**DESCRIPTION OF THE TASK**
Output every line of the data exactly as it appears.

(Free-text object descriptions)
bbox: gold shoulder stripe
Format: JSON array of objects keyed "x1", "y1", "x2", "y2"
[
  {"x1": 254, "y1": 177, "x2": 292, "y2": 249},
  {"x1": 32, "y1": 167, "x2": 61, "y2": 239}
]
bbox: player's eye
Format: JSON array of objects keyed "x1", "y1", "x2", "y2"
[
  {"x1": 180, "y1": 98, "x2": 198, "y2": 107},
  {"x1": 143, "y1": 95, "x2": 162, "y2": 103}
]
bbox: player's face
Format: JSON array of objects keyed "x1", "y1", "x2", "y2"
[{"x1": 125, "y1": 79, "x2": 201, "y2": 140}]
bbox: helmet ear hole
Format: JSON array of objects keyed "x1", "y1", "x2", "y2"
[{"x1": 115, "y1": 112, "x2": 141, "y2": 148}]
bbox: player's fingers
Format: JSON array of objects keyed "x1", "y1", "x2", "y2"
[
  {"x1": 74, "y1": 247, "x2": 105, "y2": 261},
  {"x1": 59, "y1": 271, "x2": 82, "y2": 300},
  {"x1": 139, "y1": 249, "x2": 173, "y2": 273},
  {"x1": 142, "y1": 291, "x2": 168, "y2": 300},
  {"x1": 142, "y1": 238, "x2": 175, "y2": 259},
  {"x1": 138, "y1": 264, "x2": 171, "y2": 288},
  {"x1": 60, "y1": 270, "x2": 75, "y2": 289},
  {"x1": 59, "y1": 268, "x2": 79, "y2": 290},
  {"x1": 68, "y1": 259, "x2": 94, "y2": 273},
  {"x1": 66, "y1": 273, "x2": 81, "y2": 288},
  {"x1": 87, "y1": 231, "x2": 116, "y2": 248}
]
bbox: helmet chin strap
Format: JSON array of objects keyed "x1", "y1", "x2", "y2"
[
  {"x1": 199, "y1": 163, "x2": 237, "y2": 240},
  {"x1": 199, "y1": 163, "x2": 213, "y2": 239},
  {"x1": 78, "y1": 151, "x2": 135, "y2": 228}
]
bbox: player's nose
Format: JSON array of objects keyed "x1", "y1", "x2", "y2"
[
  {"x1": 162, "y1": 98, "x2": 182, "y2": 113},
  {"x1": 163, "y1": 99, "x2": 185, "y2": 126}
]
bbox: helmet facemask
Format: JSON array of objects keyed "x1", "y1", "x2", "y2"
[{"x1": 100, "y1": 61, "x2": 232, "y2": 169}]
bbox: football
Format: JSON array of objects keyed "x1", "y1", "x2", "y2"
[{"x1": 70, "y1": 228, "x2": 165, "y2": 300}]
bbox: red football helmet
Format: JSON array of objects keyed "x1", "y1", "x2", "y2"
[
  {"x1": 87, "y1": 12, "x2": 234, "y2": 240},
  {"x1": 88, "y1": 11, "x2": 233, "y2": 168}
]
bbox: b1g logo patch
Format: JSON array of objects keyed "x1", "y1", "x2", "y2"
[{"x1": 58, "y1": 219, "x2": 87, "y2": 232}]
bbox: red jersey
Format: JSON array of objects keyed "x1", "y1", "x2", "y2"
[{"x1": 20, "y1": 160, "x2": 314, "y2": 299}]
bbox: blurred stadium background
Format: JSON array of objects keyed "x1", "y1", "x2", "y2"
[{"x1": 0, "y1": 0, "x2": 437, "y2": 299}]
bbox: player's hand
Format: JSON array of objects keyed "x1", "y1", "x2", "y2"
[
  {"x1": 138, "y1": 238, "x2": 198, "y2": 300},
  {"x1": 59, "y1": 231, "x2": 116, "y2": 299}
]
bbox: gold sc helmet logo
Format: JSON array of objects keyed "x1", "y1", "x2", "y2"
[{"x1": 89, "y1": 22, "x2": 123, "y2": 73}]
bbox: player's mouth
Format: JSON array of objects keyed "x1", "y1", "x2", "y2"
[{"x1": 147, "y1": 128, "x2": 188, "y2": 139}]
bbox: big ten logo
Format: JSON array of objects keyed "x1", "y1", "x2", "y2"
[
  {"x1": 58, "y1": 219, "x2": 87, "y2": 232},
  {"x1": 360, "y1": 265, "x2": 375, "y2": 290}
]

**ANSWER TO THE PROBLEM**
bbox: gold shoulder stripe
Format: JSON array of objects keyed "x1", "y1", "x2", "y2"
[
  {"x1": 254, "y1": 177, "x2": 292, "y2": 249},
  {"x1": 32, "y1": 167, "x2": 61, "y2": 239}
]
bbox: player's eye
Format: JSON array of objects keyed "x1", "y1", "x2", "y2"
[
  {"x1": 180, "y1": 98, "x2": 198, "y2": 107},
  {"x1": 143, "y1": 95, "x2": 162, "y2": 103}
]
bbox: player's face
Format: JSON array of objects keyed "x1", "y1", "x2", "y2"
[{"x1": 125, "y1": 79, "x2": 201, "y2": 140}]
bbox: helmet ear hole
Format: JSON array of objects keyed "x1", "y1", "x2", "y2"
[{"x1": 115, "y1": 112, "x2": 141, "y2": 148}]
bbox: player's fingers
Format: JSON array of objects keyed "x1", "y1", "x2", "y2"
[
  {"x1": 74, "y1": 247, "x2": 105, "y2": 261},
  {"x1": 59, "y1": 271, "x2": 82, "y2": 300},
  {"x1": 139, "y1": 249, "x2": 173, "y2": 273},
  {"x1": 142, "y1": 291, "x2": 168, "y2": 300},
  {"x1": 142, "y1": 238, "x2": 175, "y2": 259},
  {"x1": 138, "y1": 264, "x2": 171, "y2": 288},
  {"x1": 60, "y1": 270, "x2": 75, "y2": 289},
  {"x1": 59, "y1": 268, "x2": 79, "y2": 290},
  {"x1": 68, "y1": 259, "x2": 94, "y2": 273},
  {"x1": 66, "y1": 273, "x2": 81, "y2": 288},
  {"x1": 87, "y1": 231, "x2": 116, "y2": 248}
]
bbox: helmet chin strap
Format: JSON array of objects keyed "x1", "y1", "x2", "y2"
[
  {"x1": 199, "y1": 163, "x2": 237, "y2": 240},
  {"x1": 199, "y1": 163, "x2": 213, "y2": 239},
  {"x1": 78, "y1": 151, "x2": 135, "y2": 228}
]
bbox: player's nose
Format: JSON array of objects keyed "x1", "y1", "x2", "y2"
[
  {"x1": 162, "y1": 98, "x2": 182, "y2": 113},
  {"x1": 163, "y1": 99, "x2": 185, "y2": 126}
]
bbox: helmet facemask
Format: JSON array of objects keyed "x1", "y1", "x2", "y2"
[{"x1": 100, "y1": 61, "x2": 232, "y2": 169}]
bbox: football
Format: JSON array of objects keyed "x1", "y1", "x2", "y2"
[{"x1": 70, "y1": 228, "x2": 165, "y2": 300}]
bbox: red football helmet
Format: JSON array of objects keyed "x1", "y1", "x2", "y2"
[
  {"x1": 87, "y1": 12, "x2": 234, "y2": 240},
  {"x1": 88, "y1": 11, "x2": 233, "y2": 168}
]
bbox: b1g logo patch
Format: JSON array of objects keyed "x1", "y1", "x2", "y2"
[{"x1": 58, "y1": 219, "x2": 87, "y2": 232}]
bbox: red jersey
Format: JSON array of objects keyed "x1", "y1", "x2", "y2"
[{"x1": 20, "y1": 160, "x2": 314, "y2": 299}]
bbox: blurred stadium background
Format: JSON array of objects keyed "x1", "y1", "x2", "y2"
[{"x1": 0, "y1": 0, "x2": 437, "y2": 299}]
bbox: player's hand
Format: JSON array of objects keyed "x1", "y1", "x2", "y2"
[
  {"x1": 138, "y1": 238, "x2": 198, "y2": 300},
  {"x1": 59, "y1": 231, "x2": 116, "y2": 299}
]
bbox: gold sc helmet logo
Format: JSON array of objects keyed "x1", "y1", "x2", "y2"
[{"x1": 89, "y1": 22, "x2": 123, "y2": 73}]
bbox: player's mouth
Format: JSON array of objects keyed "x1", "y1", "x2", "y2"
[{"x1": 147, "y1": 128, "x2": 188, "y2": 139}]
bbox: big ten logo
Format: JSON array of objects keyed "x1", "y1", "x2", "y2"
[
  {"x1": 58, "y1": 219, "x2": 87, "y2": 232},
  {"x1": 360, "y1": 265, "x2": 375, "y2": 290}
]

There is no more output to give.